### Exercise a
Report each line of the records that contains the string "flowing", copying every such line in full.

### Excerpt to read
▬▬▬▬▬▬▬▬▬▬
Print Story But time is against me now
Diary
By Dr H0ffm4n (Fri Aug 05, 2005 at 07:30:45 AM EST) (all tags)
So my week of solitude is nearly over. I've left the house precisely twice since Monday evening. Once to go to the corner postbox to post a DVD back to Amazon and once to go to the corner shop to buy cigarettes.

Inside: What is WPKAW up to? Why I won't get married. Dr H went to church. Three more films since Tuesday.



What is WPKAW up to?
WPKAW has spent the week with her parents. She took my midgets along too. A sort of holiday while they're off school.  It was WPKAW's idea. The midgets are not hers - Mother of Midgets has taken the opportunity and gone to Rhodes for the week.

I went with them last weekend and came back Sunday evening to work this week. OK, so I only went into the office for one day and there's not been much to do, as a contractor I have to show some sort of activity to justify being paid. WPKAW's parents don't have any inter-web connectivity and frankly I was looking forward to a week by myself.

But the question arises of just what WPKAW's motives are. Friends have suggested that she's explicitly demonstrating that she cares for the midgets and can look after them for a week without me. In doing so she thinks that she shows herself to be fine marriage material. But if that's the case, she fundamentally and repeatedly misunderstands my reasoning against marriage. I got a barrage from her mother on Sunday about how nice it would be, it's the natural step to take and so on. It's not WPKAW that I don't want to marry though, it's anybody. I don't think I've ever really explained it well enough. maybe I don't understand my reasons well enough to make any explanation clear. But here goes.

Why I won't get married
It's all a question of permanence. And cynicism. Nothing is permanent. Should I make a promise to stay with someone for the rest of my life when I doubt that it's a promise I could keep? What is the purpose of getting married? Where marriage once gave a measure of security, I don't see that as valid any more. Divorce is not much harder than splitting up when you just live together anyway. People change. If they are lucky enough to be able to change together then the relationship might last. But to tie two people together regardless of any future incompatibilities seems more like punishment than reward.

And what security is being sought? Security against what? I already have midgets that go between myself an MoM. Until it happened, I never wanted to have midgets there'll be no more midgets in my life. Although the midgets did noticeably suffer slightly when MoM and I split, we worked hard to remain on friendly terms and had quickly reached a stability that gave them structure and security. I had no need of someone else to help take care of them.
▬▬▬▬▬▬▬▬▬▬
### Data for this task

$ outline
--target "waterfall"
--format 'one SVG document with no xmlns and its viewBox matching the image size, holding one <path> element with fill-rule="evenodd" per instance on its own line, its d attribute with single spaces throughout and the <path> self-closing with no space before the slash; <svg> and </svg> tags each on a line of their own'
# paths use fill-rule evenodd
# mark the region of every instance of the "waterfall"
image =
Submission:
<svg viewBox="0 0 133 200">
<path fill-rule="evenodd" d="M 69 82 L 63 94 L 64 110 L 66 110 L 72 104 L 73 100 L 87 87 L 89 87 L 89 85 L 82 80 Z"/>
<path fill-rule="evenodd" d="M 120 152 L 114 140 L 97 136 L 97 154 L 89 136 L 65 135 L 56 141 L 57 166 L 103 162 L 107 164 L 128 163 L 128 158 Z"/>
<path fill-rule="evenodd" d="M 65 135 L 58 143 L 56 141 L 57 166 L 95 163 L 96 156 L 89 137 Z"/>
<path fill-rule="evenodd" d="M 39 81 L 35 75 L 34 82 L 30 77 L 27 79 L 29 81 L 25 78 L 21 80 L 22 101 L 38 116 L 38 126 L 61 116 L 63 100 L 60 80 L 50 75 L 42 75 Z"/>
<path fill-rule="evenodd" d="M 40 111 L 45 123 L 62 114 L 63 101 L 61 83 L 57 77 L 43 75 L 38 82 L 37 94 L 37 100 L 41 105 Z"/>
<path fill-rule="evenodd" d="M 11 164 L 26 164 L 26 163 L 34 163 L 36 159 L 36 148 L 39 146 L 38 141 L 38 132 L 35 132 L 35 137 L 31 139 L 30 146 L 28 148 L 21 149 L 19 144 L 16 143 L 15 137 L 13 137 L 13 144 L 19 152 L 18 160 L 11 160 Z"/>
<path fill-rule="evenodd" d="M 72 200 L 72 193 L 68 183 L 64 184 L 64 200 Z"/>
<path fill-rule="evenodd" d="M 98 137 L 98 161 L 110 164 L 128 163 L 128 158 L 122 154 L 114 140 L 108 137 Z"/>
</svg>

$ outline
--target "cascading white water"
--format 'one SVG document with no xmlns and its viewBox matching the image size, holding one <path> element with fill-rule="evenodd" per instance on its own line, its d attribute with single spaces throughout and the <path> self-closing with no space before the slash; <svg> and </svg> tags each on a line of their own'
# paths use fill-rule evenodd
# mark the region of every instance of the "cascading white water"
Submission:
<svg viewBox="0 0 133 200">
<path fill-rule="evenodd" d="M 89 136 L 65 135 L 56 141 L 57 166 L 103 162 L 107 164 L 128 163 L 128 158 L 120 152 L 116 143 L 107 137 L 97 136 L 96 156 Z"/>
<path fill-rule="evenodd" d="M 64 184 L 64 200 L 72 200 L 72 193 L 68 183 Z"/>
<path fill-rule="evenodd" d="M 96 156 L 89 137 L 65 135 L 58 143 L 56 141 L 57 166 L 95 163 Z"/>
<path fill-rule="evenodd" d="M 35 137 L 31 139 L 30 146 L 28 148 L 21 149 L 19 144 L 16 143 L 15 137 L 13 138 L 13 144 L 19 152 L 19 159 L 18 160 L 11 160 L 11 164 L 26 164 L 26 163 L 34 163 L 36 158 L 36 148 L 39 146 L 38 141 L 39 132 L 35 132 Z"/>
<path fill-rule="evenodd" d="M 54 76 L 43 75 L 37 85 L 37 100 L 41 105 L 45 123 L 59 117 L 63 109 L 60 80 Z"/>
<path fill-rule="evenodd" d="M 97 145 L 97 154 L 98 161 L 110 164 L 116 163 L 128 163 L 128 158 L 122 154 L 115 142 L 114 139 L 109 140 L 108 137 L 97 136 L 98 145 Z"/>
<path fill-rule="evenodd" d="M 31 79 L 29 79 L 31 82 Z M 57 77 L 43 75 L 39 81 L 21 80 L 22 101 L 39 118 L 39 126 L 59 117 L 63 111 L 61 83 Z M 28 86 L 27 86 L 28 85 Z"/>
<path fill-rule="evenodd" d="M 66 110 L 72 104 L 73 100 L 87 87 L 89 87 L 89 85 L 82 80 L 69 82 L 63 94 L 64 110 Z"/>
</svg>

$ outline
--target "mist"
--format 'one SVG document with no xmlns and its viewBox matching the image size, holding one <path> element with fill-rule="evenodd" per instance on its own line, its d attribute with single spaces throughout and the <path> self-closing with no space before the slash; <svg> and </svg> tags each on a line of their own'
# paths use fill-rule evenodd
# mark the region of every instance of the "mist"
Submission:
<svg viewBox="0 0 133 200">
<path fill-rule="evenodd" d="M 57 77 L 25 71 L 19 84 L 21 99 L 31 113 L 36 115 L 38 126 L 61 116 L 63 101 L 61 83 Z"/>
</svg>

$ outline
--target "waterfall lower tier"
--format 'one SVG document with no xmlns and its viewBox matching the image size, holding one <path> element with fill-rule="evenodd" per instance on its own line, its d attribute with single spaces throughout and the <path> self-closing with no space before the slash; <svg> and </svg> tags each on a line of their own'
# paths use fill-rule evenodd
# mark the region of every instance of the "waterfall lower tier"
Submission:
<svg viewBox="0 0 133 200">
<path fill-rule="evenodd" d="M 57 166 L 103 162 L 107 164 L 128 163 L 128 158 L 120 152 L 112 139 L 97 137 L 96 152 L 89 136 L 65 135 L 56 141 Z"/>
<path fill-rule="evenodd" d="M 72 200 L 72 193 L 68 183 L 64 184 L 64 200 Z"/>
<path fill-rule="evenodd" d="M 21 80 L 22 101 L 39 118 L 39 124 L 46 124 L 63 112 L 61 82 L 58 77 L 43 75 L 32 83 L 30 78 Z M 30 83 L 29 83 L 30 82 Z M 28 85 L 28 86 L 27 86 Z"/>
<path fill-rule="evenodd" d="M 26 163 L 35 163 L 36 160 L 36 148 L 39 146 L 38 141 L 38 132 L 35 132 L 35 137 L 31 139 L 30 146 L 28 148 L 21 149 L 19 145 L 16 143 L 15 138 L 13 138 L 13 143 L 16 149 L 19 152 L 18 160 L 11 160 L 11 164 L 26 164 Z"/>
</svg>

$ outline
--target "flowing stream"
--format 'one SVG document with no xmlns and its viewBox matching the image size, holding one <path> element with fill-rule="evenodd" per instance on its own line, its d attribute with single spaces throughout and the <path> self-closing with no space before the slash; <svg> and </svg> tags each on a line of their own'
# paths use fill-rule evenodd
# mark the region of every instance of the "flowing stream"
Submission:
▬▬▬▬▬▬▬▬▬▬
### Exercise b
Extend the diary entry about refusing to marry, writing what comes after its last sentence.

### Exercise response a
--target "flowing stream"
# mark the region of every instance of the "flowing stream"

### Exercise response b
What other security should I need? I am teh modern man who can take care of himself. I need no one for support. I can pay my way, cook, clean, dress myself, arrange my own time. If I ever feel the need for someone to take care of, I have two midgets that deserve that role. I don't desire to have some adult be a burden to me. A healthy adult should be able to take care of themself and why should I choose one that could not?

The cynic in me views many others' relationships as being heavily laden with the need to take care of someone or be taken care of. Isn't that a parent/child relationship rather than and adult/adult one? Love songs and romantic literature are full of allusions to need. To being incomplete without the other. But i just don't feel incomplete. I don't yearn for someone to complete me or enhance me.

Asking me to change my views on marriage would be akin to expecting someone to change religions. Is it not selfish to ask someone to give up their long held faith simply to make you happy? Would WPKAW's Baptist parents be pleased if i were Muslim and expected WPKAW to convert? To expect me to marry when I hold these views would be asking me to make a false promise. I may be a cynic, but my partner would have to collude in the cynicism. And then why bother getting married if she believed my promise was not true?

I still don't think someone with opposing views would understand. If my views are incoherent then they are just excuses. Maybe I'm just a commitment-phobe. Maybe if I "just met the right woman" I would change my mind and all doubt would be cleared away. But I'm not so idealistic to believe that any more.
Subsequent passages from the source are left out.